# YOUR INSTRUCTIONS
Restate the listing exactly.

# DATA FOR PROCESSING
....................
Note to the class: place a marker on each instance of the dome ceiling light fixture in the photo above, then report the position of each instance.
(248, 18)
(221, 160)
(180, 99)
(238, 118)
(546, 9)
....................
# OUTPUT FOR THIS EXERCISE
Note to the class: place a marker on each instance of the dome ceiling light fixture in the photo above, then report the position of each instance.
(248, 18)
(221, 160)
(180, 99)
(238, 118)
(546, 9)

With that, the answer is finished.